READING PASSAGE:
In 2004, RSML started Biotechnology UG and PG under visionary of Dr. Gopalrao Patil and Directorship of Prof. Vishwas Shembekar, which gives major turn to the college in terms of Research & Development at National and International level.
The college has enrolled more than four thousand students (including Junior College).

== Staff ==
The total staff includes 77 teachers in the Senior College, 78 non-teaching staff and 63 teachers in the Junior College (Class 11 and 12).

== Departments ==
The college mainly conducts preparatory courses for the following competitive entrance examinations: MHT-CET, All India Engineering Entrance Examination (AIEEE), Maharashtra Public Service Commission (MPSC), Master of Business Administration (MBA) and MS-CIT (Maharashtra State Certificate in Information Technology). There are 21 departments including 7 Post Graduate departments. The college also offers courses such as Russian language, Additional English (second language), Sanskrit, Pali and Functional English (a vocational subject), M.Phil. (Geography). The teachers of Marathi, Pali, Geography, Economics, Sociology, Chemistry, Zoology & Fishery Science, Biotechnology and Physics guide the Ph.D. aspirants. The college introduced computer courses in 1998 on a non-grant basis. It is thus catering to the needs of higher secondary and higher education in this region.

In 2013, the college became autonomous. Educational batch of 2013-2014 is the first batch of degree college as autonomous grade.

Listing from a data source
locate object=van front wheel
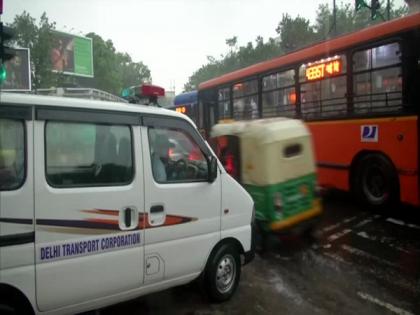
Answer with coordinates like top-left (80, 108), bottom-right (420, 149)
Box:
top-left (204, 244), bottom-right (241, 302)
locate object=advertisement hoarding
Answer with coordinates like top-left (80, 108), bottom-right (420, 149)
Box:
top-left (51, 31), bottom-right (93, 77)
top-left (1, 48), bottom-right (31, 91)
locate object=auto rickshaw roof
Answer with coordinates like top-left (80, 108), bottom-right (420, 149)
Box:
top-left (211, 117), bottom-right (309, 144)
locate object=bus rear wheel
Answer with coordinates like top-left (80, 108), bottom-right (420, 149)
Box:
top-left (353, 154), bottom-right (399, 209)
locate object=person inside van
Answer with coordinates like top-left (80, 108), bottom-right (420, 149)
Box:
top-left (152, 134), bottom-right (170, 182)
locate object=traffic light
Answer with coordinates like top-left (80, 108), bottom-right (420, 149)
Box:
top-left (0, 23), bottom-right (15, 84)
top-left (370, 0), bottom-right (381, 20)
top-left (354, 0), bottom-right (366, 12)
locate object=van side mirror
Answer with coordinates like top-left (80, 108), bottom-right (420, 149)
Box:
top-left (207, 155), bottom-right (217, 183)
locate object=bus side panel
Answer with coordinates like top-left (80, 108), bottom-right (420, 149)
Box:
top-left (307, 116), bottom-right (420, 205)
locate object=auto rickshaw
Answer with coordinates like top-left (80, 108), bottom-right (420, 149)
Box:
top-left (210, 118), bottom-right (322, 242)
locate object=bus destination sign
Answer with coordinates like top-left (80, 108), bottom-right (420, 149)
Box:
top-left (306, 58), bottom-right (342, 81)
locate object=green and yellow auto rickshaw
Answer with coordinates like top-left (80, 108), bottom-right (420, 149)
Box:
top-left (210, 118), bottom-right (322, 242)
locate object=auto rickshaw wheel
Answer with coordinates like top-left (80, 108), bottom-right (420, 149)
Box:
top-left (255, 220), bottom-right (270, 255)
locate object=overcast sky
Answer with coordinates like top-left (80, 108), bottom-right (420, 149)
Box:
top-left (2, 0), bottom-right (403, 93)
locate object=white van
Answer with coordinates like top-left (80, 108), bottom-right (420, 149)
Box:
top-left (0, 93), bottom-right (254, 314)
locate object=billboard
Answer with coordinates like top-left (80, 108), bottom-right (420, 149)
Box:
top-left (1, 48), bottom-right (31, 91)
top-left (51, 31), bottom-right (93, 78)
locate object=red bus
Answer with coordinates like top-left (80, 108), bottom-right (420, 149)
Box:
top-left (197, 13), bottom-right (420, 207)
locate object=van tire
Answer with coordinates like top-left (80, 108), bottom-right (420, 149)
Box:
top-left (204, 243), bottom-right (241, 302)
top-left (0, 290), bottom-right (34, 315)
top-left (353, 154), bottom-right (399, 209)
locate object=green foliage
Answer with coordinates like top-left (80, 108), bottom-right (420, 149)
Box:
top-left (11, 12), bottom-right (151, 94)
top-left (184, 0), bottom-right (406, 91)
top-left (276, 14), bottom-right (316, 53)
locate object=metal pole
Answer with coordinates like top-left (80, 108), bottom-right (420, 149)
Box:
top-left (333, 0), bottom-right (336, 36)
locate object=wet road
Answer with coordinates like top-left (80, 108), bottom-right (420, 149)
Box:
top-left (101, 193), bottom-right (420, 315)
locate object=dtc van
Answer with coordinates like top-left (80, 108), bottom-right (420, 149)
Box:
top-left (0, 93), bottom-right (253, 314)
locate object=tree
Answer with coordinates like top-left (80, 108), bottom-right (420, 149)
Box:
top-left (184, 0), bottom-right (406, 91)
top-left (276, 13), bottom-right (317, 53)
top-left (405, 0), bottom-right (420, 12)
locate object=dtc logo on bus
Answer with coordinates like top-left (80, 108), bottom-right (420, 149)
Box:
top-left (360, 125), bottom-right (379, 142)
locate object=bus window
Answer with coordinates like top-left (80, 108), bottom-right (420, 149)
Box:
top-left (218, 88), bottom-right (230, 119)
top-left (353, 43), bottom-right (402, 113)
top-left (233, 80), bottom-right (259, 119)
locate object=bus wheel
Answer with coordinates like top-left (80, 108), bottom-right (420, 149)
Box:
top-left (354, 154), bottom-right (399, 208)
top-left (205, 244), bottom-right (241, 302)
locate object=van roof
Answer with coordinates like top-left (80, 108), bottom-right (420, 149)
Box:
top-left (0, 92), bottom-right (195, 126)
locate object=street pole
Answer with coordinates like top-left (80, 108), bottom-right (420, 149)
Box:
top-left (333, 0), bottom-right (336, 36)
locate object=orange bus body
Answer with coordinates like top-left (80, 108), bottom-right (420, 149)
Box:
top-left (198, 13), bottom-right (420, 206)
top-left (307, 116), bottom-right (420, 205)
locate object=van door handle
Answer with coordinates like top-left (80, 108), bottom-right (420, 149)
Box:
top-left (118, 206), bottom-right (139, 231)
top-left (150, 205), bottom-right (165, 214)
top-left (124, 208), bottom-right (132, 228)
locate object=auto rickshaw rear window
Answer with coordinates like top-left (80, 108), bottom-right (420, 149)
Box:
top-left (283, 143), bottom-right (302, 158)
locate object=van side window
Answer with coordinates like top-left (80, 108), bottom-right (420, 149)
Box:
top-left (0, 119), bottom-right (25, 190)
top-left (149, 128), bottom-right (208, 183)
top-left (45, 122), bottom-right (134, 187)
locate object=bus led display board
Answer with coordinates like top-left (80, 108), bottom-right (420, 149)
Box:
top-left (305, 58), bottom-right (342, 81)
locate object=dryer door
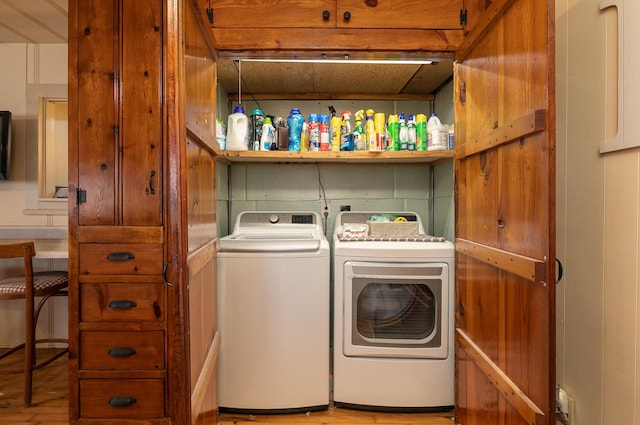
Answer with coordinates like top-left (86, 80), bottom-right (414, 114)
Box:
top-left (343, 261), bottom-right (450, 359)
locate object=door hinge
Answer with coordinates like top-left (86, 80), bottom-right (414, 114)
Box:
top-left (76, 189), bottom-right (87, 205)
top-left (205, 5), bottom-right (213, 25)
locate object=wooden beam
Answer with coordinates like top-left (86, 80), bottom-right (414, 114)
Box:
top-left (456, 109), bottom-right (547, 159)
top-left (455, 238), bottom-right (545, 282)
top-left (456, 0), bottom-right (515, 62)
top-left (229, 93), bottom-right (435, 102)
top-left (456, 328), bottom-right (545, 425)
top-left (212, 28), bottom-right (464, 53)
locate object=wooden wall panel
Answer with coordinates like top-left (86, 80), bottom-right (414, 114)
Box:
top-left (454, 0), bottom-right (555, 425)
top-left (77, 0), bottom-right (119, 225)
top-left (118, 0), bottom-right (163, 225)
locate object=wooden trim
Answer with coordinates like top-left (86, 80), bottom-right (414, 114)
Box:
top-left (455, 238), bottom-right (545, 282)
top-left (191, 332), bottom-right (220, 418)
top-left (456, 109), bottom-right (547, 159)
top-left (77, 226), bottom-right (164, 243)
top-left (216, 150), bottom-right (454, 164)
top-left (187, 238), bottom-right (218, 279)
top-left (456, 0), bottom-right (515, 62)
top-left (229, 93), bottom-right (435, 102)
top-left (456, 328), bottom-right (545, 425)
top-left (212, 27), bottom-right (462, 53)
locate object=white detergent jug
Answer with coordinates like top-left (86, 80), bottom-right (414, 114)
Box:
top-left (427, 114), bottom-right (449, 151)
top-left (227, 106), bottom-right (249, 151)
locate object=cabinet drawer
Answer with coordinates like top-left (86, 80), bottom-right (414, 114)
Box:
top-left (80, 331), bottom-right (164, 370)
top-left (80, 283), bottom-right (165, 322)
top-left (80, 379), bottom-right (165, 419)
top-left (78, 243), bottom-right (162, 275)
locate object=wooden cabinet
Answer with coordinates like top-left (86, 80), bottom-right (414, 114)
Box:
top-left (69, 0), bottom-right (219, 425)
top-left (69, 0), bottom-right (168, 423)
top-left (212, 0), bottom-right (463, 31)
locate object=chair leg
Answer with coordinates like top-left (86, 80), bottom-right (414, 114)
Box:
top-left (24, 290), bottom-right (36, 407)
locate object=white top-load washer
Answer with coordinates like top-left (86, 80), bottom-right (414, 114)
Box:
top-left (217, 211), bottom-right (330, 413)
top-left (333, 212), bottom-right (454, 411)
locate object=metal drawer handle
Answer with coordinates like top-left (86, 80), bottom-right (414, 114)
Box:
top-left (109, 347), bottom-right (136, 357)
top-left (109, 300), bottom-right (138, 310)
top-left (109, 395), bottom-right (136, 407)
top-left (107, 252), bottom-right (136, 261)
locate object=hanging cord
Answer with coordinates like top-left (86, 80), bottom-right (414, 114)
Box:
top-left (316, 162), bottom-right (329, 236)
top-left (233, 59), bottom-right (264, 110)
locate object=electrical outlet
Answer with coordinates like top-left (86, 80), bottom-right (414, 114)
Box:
top-left (320, 200), bottom-right (331, 217)
top-left (568, 397), bottom-right (576, 425)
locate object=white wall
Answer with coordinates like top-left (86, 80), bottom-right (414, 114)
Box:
top-left (0, 44), bottom-right (67, 347)
top-left (556, 0), bottom-right (640, 425)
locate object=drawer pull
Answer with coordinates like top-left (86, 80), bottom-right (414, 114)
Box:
top-left (109, 300), bottom-right (138, 310)
top-left (109, 395), bottom-right (136, 407)
top-left (109, 347), bottom-right (136, 357)
top-left (107, 252), bottom-right (136, 261)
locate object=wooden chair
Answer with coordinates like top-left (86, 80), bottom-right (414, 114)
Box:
top-left (0, 242), bottom-right (69, 407)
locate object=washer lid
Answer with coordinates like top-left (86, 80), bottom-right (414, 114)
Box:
top-left (220, 232), bottom-right (321, 252)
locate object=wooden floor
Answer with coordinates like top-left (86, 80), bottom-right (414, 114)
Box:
top-left (0, 350), bottom-right (453, 425)
top-left (220, 407), bottom-right (453, 425)
top-left (0, 349), bottom-right (69, 425)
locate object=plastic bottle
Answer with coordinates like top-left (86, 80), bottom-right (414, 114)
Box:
top-left (427, 114), bottom-right (449, 151)
top-left (216, 118), bottom-right (227, 151)
top-left (393, 112), bottom-right (409, 151)
top-left (287, 108), bottom-right (304, 152)
top-left (329, 116), bottom-right (342, 152)
top-left (416, 114), bottom-right (428, 151)
top-left (307, 114), bottom-right (320, 151)
top-left (364, 109), bottom-right (378, 151)
top-left (353, 109), bottom-right (367, 151)
top-left (340, 111), bottom-right (353, 151)
top-left (227, 105), bottom-right (249, 151)
top-left (248, 109), bottom-right (264, 151)
top-left (320, 114), bottom-right (331, 151)
top-left (260, 117), bottom-right (277, 151)
top-left (387, 114), bottom-right (400, 151)
top-left (407, 115), bottom-right (417, 151)
top-left (373, 112), bottom-right (387, 151)
top-left (300, 121), bottom-right (309, 152)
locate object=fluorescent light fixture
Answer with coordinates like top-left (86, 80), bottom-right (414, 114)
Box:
top-left (238, 56), bottom-right (434, 65)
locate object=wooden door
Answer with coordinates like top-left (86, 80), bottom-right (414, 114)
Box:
top-left (454, 0), bottom-right (555, 425)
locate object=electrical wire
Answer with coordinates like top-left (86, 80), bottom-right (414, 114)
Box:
top-left (316, 162), bottom-right (329, 236)
top-left (232, 59), bottom-right (264, 111)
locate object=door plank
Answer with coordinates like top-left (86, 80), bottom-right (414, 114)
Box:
top-left (454, 0), bottom-right (555, 425)
top-left (456, 110), bottom-right (547, 159)
top-left (456, 238), bottom-right (545, 282)
top-left (456, 328), bottom-right (544, 425)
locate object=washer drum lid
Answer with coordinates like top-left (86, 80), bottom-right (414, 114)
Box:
top-left (220, 233), bottom-right (321, 252)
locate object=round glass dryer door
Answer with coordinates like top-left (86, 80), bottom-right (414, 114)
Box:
top-left (343, 261), bottom-right (450, 358)
top-left (355, 281), bottom-right (438, 344)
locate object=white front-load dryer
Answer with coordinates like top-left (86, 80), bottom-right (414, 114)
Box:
top-left (217, 211), bottom-right (330, 413)
top-left (333, 212), bottom-right (454, 411)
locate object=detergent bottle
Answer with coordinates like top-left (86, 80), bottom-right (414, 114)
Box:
top-left (226, 105), bottom-right (249, 151)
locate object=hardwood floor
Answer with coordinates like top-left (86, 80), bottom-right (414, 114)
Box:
top-left (220, 408), bottom-right (454, 425)
top-left (0, 350), bottom-right (453, 425)
top-left (0, 349), bottom-right (69, 425)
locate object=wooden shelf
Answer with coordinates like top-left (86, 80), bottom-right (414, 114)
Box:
top-left (215, 150), bottom-right (454, 163)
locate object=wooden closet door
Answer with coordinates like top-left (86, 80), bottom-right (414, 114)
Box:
top-left (454, 0), bottom-right (555, 425)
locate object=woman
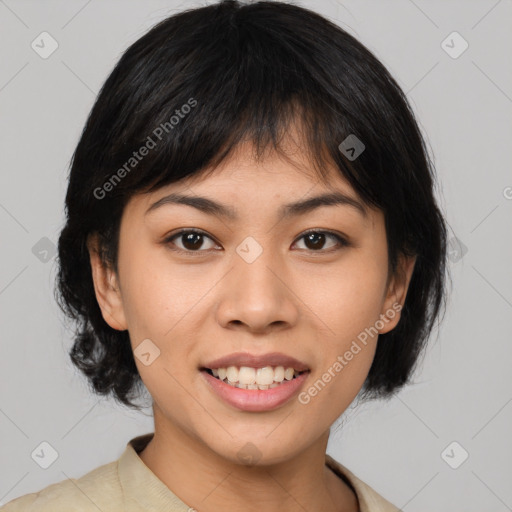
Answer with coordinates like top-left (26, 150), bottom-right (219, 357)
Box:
top-left (2, 1), bottom-right (446, 512)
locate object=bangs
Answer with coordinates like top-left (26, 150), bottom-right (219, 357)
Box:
top-left (91, 4), bottom-right (379, 206)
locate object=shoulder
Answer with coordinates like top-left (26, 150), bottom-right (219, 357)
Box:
top-left (326, 455), bottom-right (401, 512)
top-left (0, 461), bottom-right (122, 512)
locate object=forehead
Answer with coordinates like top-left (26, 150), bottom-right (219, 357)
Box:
top-left (125, 136), bottom-right (378, 231)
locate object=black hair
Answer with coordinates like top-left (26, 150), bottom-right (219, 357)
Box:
top-left (56, 0), bottom-right (447, 408)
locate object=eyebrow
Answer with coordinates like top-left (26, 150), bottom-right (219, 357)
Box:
top-left (144, 192), bottom-right (368, 221)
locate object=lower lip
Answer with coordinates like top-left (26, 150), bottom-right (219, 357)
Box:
top-left (201, 370), bottom-right (309, 412)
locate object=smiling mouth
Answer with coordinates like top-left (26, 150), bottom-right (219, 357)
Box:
top-left (201, 366), bottom-right (309, 390)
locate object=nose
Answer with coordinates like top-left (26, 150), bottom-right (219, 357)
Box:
top-left (216, 242), bottom-right (300, 334)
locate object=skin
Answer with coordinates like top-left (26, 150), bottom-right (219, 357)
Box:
top-left (89, 137), bottom-right (415, 512)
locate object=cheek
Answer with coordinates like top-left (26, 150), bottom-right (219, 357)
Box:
top-left (296, 252), bottom-right (387, 344)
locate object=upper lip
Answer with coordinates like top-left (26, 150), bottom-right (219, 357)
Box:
top-left (203, 352), bottom-right (309, 372)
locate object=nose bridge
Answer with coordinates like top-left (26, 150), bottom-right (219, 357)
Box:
top-left (234, 236), bottom-right (283, 301)
top-left (218, 237), bottom-right (297, 330)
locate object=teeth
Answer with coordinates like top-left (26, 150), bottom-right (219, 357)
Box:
top-left (238, 366), bottom-right (256, 384)
top-left (211, 366), bottom-right (299, 389)
top-left (284, 368), bottom-right (293, 380)
top-left (226, 366), bottom-right (238, 382)
top-left (256, 366), bottom-right (274, 386)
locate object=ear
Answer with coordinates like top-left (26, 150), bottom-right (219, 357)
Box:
top-left (379, 254), bottom-right (416, 334)
top-left (87, 234), bottom-right (127, 331)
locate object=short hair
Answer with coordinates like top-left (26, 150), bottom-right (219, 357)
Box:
top-left (55, 0), bottom-right (447, 408)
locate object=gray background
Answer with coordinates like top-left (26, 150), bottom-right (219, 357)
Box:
top-left (0, 0), bottom-right (512, 512)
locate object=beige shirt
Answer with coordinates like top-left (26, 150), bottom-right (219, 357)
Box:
top-left (0, 433), bottom-right (400, 512)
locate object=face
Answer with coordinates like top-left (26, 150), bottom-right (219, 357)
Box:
top-left (91, 138), bottom-right (413, 464)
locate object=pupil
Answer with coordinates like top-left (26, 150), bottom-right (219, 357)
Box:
top-left (183, 233), bottom-right (203, 250)
top-left (306, 233), bottom-right (325, 249)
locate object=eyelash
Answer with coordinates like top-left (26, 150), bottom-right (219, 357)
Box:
top-left (163, 228), bottom-right (352, 256)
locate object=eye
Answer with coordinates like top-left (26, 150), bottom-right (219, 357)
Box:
top-left (290, 229), bottom-right (350, 252)
top-left (163, 229), bottom-right (351, 256)
top-left (164, 229), bottom-right (219, 253)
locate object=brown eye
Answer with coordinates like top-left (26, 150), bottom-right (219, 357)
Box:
top-left (166, 229), bottom-right (218, 252)
top-left (299, 231), bottom-right (349, 252)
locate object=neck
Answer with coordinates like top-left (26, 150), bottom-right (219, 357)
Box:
top-left (139, 411), bottom-right (358, 512)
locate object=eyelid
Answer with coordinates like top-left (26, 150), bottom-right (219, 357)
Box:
top-left (162, 228), bottom-right (353, 256)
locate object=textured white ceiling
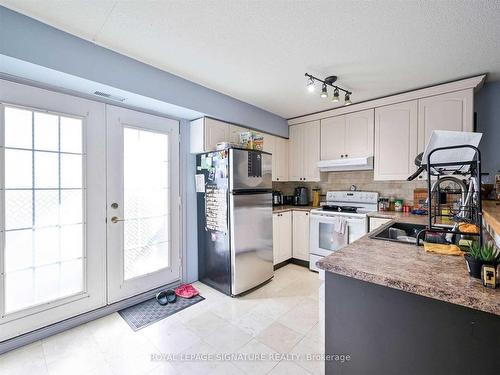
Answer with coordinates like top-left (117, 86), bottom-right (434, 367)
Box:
top-left (0, 0), bottom-right (500, 118)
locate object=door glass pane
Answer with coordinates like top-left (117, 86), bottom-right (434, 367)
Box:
top-left (3, 107), bottom-right (85, 313)
top-left (123, 128), bottom-right (170, 280)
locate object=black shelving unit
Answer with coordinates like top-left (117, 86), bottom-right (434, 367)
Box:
top-left (417, 145), bottom-right (483, 246)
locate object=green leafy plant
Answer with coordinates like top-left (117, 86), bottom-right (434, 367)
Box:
top-left (467, 241), bottom-right (500, 263)
top-left (481, 241), bottom-right (498, 263)
top-left (467, 242), bottom-right (481, 260)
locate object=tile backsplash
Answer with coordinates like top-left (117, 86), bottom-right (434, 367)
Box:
top-left (273, 171), bottom-right (427, 204)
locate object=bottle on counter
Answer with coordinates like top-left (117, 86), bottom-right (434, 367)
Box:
top-left (389, 197), bottom-right (396, 211)
top-left (394, 199), bottom-right (403, 212)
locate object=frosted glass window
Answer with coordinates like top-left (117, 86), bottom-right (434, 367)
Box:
top-left (34, 112), bottom-right (59, 151)
top-left (5, 229), bottom-right (33, 272)
top-left (5, 149), bottom-right (33, 189)
top-left (34, 190), bottom-right (60, 228)
top-left (34, 151), bottom-right (59, 189)
top-left (61, 117), bottom-right (82, 154)
top-left (5, 190), bottom-right (33, 230)
top-left (123, 128), bottom-right (170, 280)
top-left (0, 106), bottom-right (86, 313)
top-left (61, 154), bottom-right (82, 189)
top-left (5, 107), bottom-right (33, 148)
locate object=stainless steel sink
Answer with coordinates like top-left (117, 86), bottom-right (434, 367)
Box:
top-left (369, 222), bottom-right (426, 244)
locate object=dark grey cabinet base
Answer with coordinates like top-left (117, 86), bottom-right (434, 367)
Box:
top-left (325, 272), bottom-right (500, 375)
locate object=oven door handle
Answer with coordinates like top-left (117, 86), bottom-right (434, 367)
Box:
top-left (311, 215), bottom-right (366, 223)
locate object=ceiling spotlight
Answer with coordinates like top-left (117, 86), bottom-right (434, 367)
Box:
top-left (332, 88), bottom-right (339, 103)
top-left (344, 92), bottom-right (352, 105)
top-left (305, 73), bottom-right (352, 105)
top-left (307, 78), bottom-right (314, 92)
top-left (320, 83), bottom-right (328, 98)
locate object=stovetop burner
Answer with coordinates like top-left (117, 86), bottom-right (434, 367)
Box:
top-left (322, 204), bottom-right (358, 213)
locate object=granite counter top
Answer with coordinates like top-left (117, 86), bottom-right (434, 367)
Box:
top-left (317, 215), bottom-right (500, 315)
top-left (273, 205), bottom-right (318, 213)
top-left (366, 211), bottom-right (429, 224)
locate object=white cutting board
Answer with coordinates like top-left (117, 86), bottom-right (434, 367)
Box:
top-left (422, 130), bottom-right (483, 170)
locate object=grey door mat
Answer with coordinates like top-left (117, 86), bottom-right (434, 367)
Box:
top-left (118, 295), bottom-right (205, 331)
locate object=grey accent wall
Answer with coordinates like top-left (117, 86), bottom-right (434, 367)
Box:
top-left (0, 6), bottom-right (288, 137)
top-left (0, 6), bottom-right (288, 282)
top-left (474, 82), bottom-right (500, 182)
top-left (180, 120), bottom-right (198, 283)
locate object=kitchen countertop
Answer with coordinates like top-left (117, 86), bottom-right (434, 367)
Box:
top-left (273, 205), bottom-right (318, 213)
top-left (317, 217), bottom-right (500, 315)
top-left (366, 211), bottom-right (429, 224)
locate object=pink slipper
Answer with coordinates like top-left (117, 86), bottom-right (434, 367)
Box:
top-left (175, 284), bottom-right (199, 298)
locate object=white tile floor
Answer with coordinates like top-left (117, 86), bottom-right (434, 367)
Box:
top-left (0, 265), bottom-right (324, 375)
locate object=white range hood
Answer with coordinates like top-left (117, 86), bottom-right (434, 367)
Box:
top-left (318, 156), bottom-right (373, 172)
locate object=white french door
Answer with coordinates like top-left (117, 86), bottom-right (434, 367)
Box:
top-left (0, 80), bottom-right (106, 341)
top-left (106, 106), bottom-right (180, 303)
top-left (0, 80), bottom-right (181, 342)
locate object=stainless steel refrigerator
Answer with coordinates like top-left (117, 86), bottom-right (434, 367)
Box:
top-left (196, 148), bottom-right (274, 296)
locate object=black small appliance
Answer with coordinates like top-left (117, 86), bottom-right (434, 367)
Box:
top-left (293, 186), bottom-right (309, 206)
top-left (273, 190), bottom-right (283, 206)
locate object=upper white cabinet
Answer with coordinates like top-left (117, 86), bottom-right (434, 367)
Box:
top-left (263, 134), bottom-right (288, 181)
top-left (288, 121), bottom-right (320, 181)
top-left (418, 89), bottom-right (474, 152)
top-left (229, 124), bottom-right (249, 144)
top-left (190, 117), bottom-right (232, 154)
top-left (374, 100), bottom-right (418, 180)
top-left (344, 109), bottom-right (374, 158)
top-left (321, 116), bottom-right (345, 160)
top-left (321, 109), bottom-right (374, 160)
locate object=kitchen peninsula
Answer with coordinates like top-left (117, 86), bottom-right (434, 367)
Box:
top-left (318, 217), bottom-right (500, 374)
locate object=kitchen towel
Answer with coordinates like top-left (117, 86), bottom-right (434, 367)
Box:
top-left (333, 216), bottom-right (347, 235)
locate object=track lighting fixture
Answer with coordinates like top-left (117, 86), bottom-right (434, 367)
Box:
top-left (332, 88), bottom-right (339, 103)
top-left (320, 83), bottom-right (328, 98)
top-left (307, 78), bottom-right (314, 92)
top-left (305, 73), bottom-right (352, 105)
top-left (344, 93), bottom-right (352, 105)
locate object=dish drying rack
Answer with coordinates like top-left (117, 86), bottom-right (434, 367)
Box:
top-left (417, 145), bottom-right (483, 246)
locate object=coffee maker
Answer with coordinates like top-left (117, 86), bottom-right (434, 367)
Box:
top-left (293, 186), bottom-right (309, 206)
top-left (273, 190), bottom-right (283, 206)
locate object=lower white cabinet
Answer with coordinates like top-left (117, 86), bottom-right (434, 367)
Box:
top-left (292, 211), bottom-right (309, 261)
top-left (369, 217), bottom-right (391, 232)
top-left (273, 211), bottom-right (292, 265)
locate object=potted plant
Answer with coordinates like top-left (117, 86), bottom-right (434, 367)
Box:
top-left (465, 242), bottom-right (499, 279)
top-left (481, 241), bottom-right (499, 266)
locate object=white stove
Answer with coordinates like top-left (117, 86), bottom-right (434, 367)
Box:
top-left (309, 191), bottom-right (378, 271)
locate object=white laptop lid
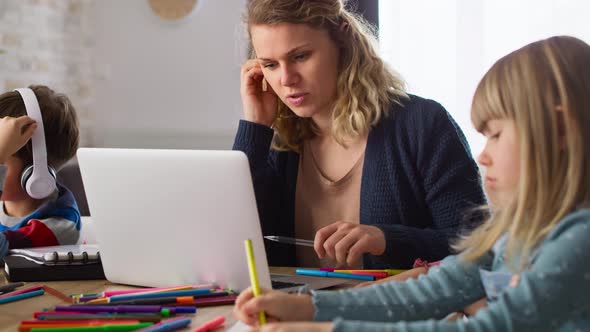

TASK LIST:
A: Copy the passage about the college word for word, in full.
B: Carry over the lines of the listing from the line with "locate object=door hinge" to the line with "top-left (212, 27), bottom-right (462, 53)", including both of those lines and every request line, and add 135 to each coordinate in the answers.

ANSWERS IN ORDER:
A:
In 2004, RSML started Biotechnology UG and PG under visionary of Dr. Gopalrao Patil and Directorship of Prof. Vishwas Shembekar, which gives major turn to the college in terms of Research & Development at National and International level.
The college has enrolled more than four thousand students (including Junior College).

== Staff ==
The total staff includes 77 teachers in the Senior College, 78 non-teaching staff and 63 teachers in the Junior College (Class 11 and 12).

== Departments ==
The college mainly conducts preparatory courses for the following competitive entrance examinations: MHT-CET, All India Engineering Entrance Examination (AIEEE), Maharashtra Public Service Commission (MPSC), Master of Business Administration (MBA) and MS-CIT (Maharashtra State Certificate in Information Technology). There are 21 departments including 7 Post Graduate departments. The college also offers courses such as Russian language, Additional English (second language), Sanskrit, Pali and Functional English (a vocational subject), M.Phil. (Geography). The teachers of Marathi, Pali, Geography, Economics, Sociology, Chemistry, Zoology & Fishery Science, Biotechnology and Physics guide the Ph.D. aspirants. The college introduced computer courses in 1998 on a non-grant basis. It is thus catering to the needs of higher secondary and higher education in this region.

In 2013, the college became autonomous. Educational batch of 2013-2014 is the first batch of degree college as autonomous grade.

B:
locate object=door hinge
Answer with coordinates like top-left (86, 80), bottom-right (414, 114)
Box:
top-left (211, 324), bottom-right (222, 340)
top-left (340, 140), bottom-right (348, 160)
locate object=wooden beam
Answer with coordinates like top-left (86, 80), bottom-right (414, 114)
Box:
top-left (591, 244), bottom-right (682, 294)
top-left (590, 373), bottom-right (680, 417)
top-left (591, 135), bottom-right (650, 197)
top-left (364, 228), bottom-right (570, 237)
top-left (591, 463), bottom-right (680, 560)
top-left (347, 163), bottom-right (599, 188)
locate object=wooden wall panel
Answer with coordinates like top-left (86, 80), bottom-right (414, 114)
Box:
top-left (589, 135), bottom-right (690, 560)
top-left (212, 135), bottom-right (254, 360)
top-left (253, 135), bottom-right (298, 360)
locate object=wooden trim
Answer with coordinates like top-left (86, 80), bottom-right (414, 114)
Box:
top-left (590, 373), bottom-right (680, 417)
top-left (326, 467), bottom-right (355, 553)
top-left (591, 244), bottom-right (682, 294)
top-left (212, 361), bottom-right (299, 378)
top-left (351, 285), bottom-right (589, 299)
top-left (322, 373), bottom-right (353, 414)
top-left (591, 135), bottom-right (650, 197)
top-left (364, 228), bottom-right (570, 237)
top-left (591, 463), bottom-right (680, 560)
top-left (347, 162), bottom-right (597, 188)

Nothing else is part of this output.